**PROBLEM DESCRIPTION**
Do any lines in the data below contain "door"? If so, copy every one of them.

**DATA LISTING**
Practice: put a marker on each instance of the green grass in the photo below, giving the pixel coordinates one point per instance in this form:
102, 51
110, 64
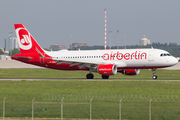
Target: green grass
105, 94
50, 73
19, 95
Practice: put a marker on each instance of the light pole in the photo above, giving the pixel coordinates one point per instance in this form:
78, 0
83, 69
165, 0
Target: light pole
125, 41
110, 37
71, 42
117, 39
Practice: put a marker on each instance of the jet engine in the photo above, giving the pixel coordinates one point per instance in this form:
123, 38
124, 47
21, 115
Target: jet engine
109, 69
131, 71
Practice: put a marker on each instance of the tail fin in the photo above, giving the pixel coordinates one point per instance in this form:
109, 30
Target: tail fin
27, 43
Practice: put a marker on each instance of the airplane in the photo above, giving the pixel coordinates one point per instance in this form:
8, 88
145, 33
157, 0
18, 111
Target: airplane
105, 62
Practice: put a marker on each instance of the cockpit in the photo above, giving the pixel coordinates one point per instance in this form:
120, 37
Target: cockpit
165, 54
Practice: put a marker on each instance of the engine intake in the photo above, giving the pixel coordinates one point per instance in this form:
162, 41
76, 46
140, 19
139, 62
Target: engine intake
131, 71
109, 69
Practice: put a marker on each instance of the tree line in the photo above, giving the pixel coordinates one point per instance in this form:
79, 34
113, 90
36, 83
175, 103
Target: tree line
172, 48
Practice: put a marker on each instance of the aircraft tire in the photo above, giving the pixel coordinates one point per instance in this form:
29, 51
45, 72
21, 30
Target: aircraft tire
154, 77
89, 76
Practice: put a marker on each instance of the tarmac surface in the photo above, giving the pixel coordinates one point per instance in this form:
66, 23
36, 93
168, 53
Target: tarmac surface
17, 64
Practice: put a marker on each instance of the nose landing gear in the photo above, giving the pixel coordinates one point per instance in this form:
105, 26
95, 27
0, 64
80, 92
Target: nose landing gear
154, 72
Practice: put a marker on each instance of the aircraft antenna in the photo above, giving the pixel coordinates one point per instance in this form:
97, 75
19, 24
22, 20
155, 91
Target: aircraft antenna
105, 30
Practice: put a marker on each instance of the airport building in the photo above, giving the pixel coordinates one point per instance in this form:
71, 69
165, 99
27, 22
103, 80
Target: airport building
144, 41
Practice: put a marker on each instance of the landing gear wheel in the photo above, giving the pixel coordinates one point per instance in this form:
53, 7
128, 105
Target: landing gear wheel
154, 77
105, 76
89, 76
154, 72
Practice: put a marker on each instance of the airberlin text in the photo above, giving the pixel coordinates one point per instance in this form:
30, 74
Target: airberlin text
126, 56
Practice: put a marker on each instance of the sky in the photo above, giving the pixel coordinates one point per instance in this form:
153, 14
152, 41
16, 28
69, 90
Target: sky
64, 22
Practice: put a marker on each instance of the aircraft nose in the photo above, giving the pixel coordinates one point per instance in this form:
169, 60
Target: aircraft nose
174, 61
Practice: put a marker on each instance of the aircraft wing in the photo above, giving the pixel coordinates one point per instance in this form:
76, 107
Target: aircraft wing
89, 64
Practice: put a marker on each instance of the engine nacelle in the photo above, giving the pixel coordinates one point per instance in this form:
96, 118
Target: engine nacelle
109, 69
131, 71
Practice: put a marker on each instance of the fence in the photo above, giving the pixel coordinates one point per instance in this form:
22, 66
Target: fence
94, 106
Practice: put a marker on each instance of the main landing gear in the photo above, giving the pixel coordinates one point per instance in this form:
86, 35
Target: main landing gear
90, 76
154, 72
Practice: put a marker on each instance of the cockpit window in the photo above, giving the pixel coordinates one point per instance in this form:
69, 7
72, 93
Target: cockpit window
165, 54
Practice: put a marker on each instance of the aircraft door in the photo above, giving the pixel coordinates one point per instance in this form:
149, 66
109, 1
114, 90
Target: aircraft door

**RESPONSE AREA**
Practice: put a marker on each instance of the aircraft door in the photo above, giving the pixel coordinates one point per instance in this form:
Target: aircraft door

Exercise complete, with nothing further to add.